● GOAL: Each line that follows is to be retyped exactly.
## Begin RECORDS SHOWN
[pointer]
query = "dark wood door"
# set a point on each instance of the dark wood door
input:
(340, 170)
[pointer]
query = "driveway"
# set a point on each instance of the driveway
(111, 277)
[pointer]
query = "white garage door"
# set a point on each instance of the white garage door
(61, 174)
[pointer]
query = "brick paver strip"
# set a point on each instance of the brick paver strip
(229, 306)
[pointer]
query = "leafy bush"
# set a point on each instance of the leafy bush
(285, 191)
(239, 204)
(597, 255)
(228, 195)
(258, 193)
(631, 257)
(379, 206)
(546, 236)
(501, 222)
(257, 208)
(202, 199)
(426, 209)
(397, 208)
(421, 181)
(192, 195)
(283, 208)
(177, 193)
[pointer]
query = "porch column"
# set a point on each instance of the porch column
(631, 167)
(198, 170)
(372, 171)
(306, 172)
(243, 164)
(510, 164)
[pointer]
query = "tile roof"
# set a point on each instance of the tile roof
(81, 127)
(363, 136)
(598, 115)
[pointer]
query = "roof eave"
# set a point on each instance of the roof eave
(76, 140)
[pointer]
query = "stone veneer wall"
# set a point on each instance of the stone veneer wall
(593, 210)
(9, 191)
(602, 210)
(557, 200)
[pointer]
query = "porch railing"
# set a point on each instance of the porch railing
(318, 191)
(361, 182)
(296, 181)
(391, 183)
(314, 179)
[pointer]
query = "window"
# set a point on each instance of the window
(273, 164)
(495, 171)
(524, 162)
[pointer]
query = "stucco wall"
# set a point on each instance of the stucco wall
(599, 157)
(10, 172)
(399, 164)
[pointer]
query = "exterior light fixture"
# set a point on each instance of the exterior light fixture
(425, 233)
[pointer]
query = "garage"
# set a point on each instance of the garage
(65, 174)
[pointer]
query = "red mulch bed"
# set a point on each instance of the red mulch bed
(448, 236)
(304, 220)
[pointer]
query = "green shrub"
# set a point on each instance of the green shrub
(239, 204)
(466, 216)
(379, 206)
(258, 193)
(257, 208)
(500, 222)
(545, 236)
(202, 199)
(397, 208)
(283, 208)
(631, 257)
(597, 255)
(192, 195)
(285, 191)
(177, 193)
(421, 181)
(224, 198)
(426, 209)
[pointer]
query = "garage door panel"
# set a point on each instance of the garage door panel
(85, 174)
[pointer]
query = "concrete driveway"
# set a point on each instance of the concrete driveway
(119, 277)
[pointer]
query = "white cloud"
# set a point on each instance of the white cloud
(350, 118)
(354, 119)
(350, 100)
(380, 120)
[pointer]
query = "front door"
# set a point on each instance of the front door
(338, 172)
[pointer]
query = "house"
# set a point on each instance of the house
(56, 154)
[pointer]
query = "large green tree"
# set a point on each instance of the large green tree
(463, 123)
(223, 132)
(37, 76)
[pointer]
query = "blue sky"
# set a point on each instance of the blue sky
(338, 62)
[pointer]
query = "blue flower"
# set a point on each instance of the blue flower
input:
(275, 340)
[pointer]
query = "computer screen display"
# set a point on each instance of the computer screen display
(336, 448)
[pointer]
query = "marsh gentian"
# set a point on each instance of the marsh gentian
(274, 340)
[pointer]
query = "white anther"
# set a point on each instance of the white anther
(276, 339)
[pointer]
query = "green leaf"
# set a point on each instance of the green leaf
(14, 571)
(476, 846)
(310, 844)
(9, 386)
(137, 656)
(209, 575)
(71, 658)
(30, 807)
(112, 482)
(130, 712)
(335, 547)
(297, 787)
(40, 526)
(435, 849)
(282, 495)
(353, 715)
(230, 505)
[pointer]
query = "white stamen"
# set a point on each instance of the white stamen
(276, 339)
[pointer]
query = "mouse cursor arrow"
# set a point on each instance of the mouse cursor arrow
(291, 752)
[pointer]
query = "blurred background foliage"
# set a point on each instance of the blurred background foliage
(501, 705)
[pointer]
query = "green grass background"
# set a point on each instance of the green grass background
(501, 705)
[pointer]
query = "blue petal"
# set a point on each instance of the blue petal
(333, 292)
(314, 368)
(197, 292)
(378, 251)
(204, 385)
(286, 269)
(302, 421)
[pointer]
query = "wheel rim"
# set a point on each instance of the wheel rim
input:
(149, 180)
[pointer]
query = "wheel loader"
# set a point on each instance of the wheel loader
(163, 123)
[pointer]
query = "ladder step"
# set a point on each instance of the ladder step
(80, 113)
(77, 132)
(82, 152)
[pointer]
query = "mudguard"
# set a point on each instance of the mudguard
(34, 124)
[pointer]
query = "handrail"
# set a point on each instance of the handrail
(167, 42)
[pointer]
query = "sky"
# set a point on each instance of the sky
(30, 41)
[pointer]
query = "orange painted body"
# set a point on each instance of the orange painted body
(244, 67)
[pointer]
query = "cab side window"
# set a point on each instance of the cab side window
## End RECORDS SHOWN
● WRITTEN SOLUTION:
[pointer]
query = "dark wood door"
# set a point on each instance of the dark wood door
input:
(340, 170)
[pointer]
query = "driveway"
# set a point on each instance of the driveway
(111, 277)
[pointer]
query = "white garage door"
# set a point on each instance of the white garage door
(61, 174)
[pointer]
query = "brick paver strip"
# set a point on each instance of the brick paver strip
(229, 306)
[pointer]
query = "leafy bush"
# set a point on each instance of the leafy bush
(285, 191)
(239, 204)
(597, 255)
(228, 195)
(258, 193)
(631, 257)
(379, 206)
(546, 236)
(501, 222)
(257, 208)
(202, 199)
(426, 209)
(397, 208)
(421, 181)
(192, 195)
(283, 208)
(177, 193)
[pointer]
query = "porch column"
# set a point on each instance of the porch column
(631, 167)
(198, 170)
(372, 171)
(306, 172)
(243, 164)
(510, 164)
[pointer]
query = "tile roof"
# set a point on each instance of the tile roof
(81, 127)
(363, 136)
(598, 115)
[pointer]
query = "roof eave"
# set a point on each instance of the roof eave
(76, 140)
[pointer]
query = "stone veneer wall"
# set a point on each instance of the stone veneer wall
(593, 210)
(9, 191)
(602, 210)
(557, 200)
[pointer]
query = "porch railing"
# set a point on each instance of the porch railing
(318, 191)
(361, 182)
(296, 181)
(391, 183)
(314, 179)
[pointer]
query = "window"
# set a point on each instance of the window
(273, 164)
(495, 171)
(524, 162)
[pointer]
query = "stucco wall"
# set a point on each instance of the stucco wall
(599, 157)
(10, 172)
(399, 164)
[pointer]
query = "exterior light fixture"
# set a point on each instance of the exterior light fixture
(425, 233)
[pointer]
query = "garage"
# set a point on each instance of the garage
(65, 174)
[pointer]
query = "red mulch bed"
# set a point on each instance of the red mulch bed
(448, 236)
(304, 220)
[pointer]
query = "green shrub"
# set a point on each instance of the green shrub
(239, 204)
(466, 216)
(379, 206)
(258, 193)
(257, 208)
(500, 222)
(545, 236)
(202, 199)
(397, 208)
(283, 208)
(631, 257)
(597, 255)
(192, 195)
(285, 191)
(177, 193)
(421, 181)
(224, 198)
(426, 209)
[pointer]
query = "garage door panel"
# set a point on each instance of the garage door panel
(85, 174)
[pointer]
query = "concrete driveway"
# set a point on each instance of the concrete driveway
(119, 277)
[pointer]
query = "white cloud"
# set a point on each instance of the white cloud
(350, 118)
(354, 119)
(350, 100)
(380, 120)
[pointer]
query = "front door"
# set a point on each instance of the front door
(338, 172)
[pointer]
query = "house"
# set a point on each instance of the house
(56, 154)
[pointer]
query = "large green tree"
# set a point on each instance of the large green tree
(463, 123)
(223, 132)
(37, 76)
[pointer]
query = "blue sky"
# set a point on each instance of the blue sky
(338, 62)
[pointer]
query = "blue flower"
# set a point on each instance of the blue flower
input:
(275, 340)
[pointer]
query = "computer screen display"
# set a point on each instance of the computer screen display
(336, 448)
[pointer]
query = "marsh gentian"
# set a point on each instance of the marsh gentian
(274, 340)
[pointer]
query = "white anther"
# set a point on each instance of the white anther
(276, 339)
[pointer]
query = "green leaf"
# set a point on each instance of the green leaf
(14, 571)
(476, 846)
(310, 844)
(9, 386)
(137, 656)
(209, 575)
(71, 658)
(30, 807)
(112, 482)
(130, 712)
(335, 547)
(297, 787)
(40, 526)
(435, 849)
(282, 495)
(353, 715)
(230, 505)
[pointer]
query = "white stamen"
# set a point on each instance of the white stamen
(276, 339)
[pointer]
query = "mouse cursor arrow"
# set a point on each instance of the mouse cursor arrow
(291, 752)
[pointer]
query = "blurred background foliage"
# set a point on each instance of the blurred background foliage
(501, 705)
[pointer]
query = "green grass background"
# set a point on each instance of the green grass background
(501, 705)
[pointer]
query = "blue petal"
# set a point on each instance of the blue petal
(333, 292)
(314, 368)
(197, 292)
(378, 251)
(204, 385)
(286, 269)
(302, 421)
[pointer]
query = "wheel rim"
# set a point on each instance of the wheel rim
input:
(149, 180)
[pointer]
query = "wheel loader"
# set a point on each instance of the wheel loader
(163, 123)
[pointer]
query = "ladder step"
# set a point on each instance of the ladder step
(80, 113)
(77, 132)
(82, 152)
[pointer]
query = "mudguard"
# set a point on each instance of the mudguard
(34, 124)
[pointer]
query = "handrail"
# set a point on each instance of the handrail
(167, 42)
[pointer]
query = "sky"
# set a point on each instance of the sky
(30, 41)
[pointer]
query = "orange painted body"
# set a point on each instance of the orange painted body
(244, 67)
[pointer]
query = "cab side window"
# set a point on each instance of the cab side window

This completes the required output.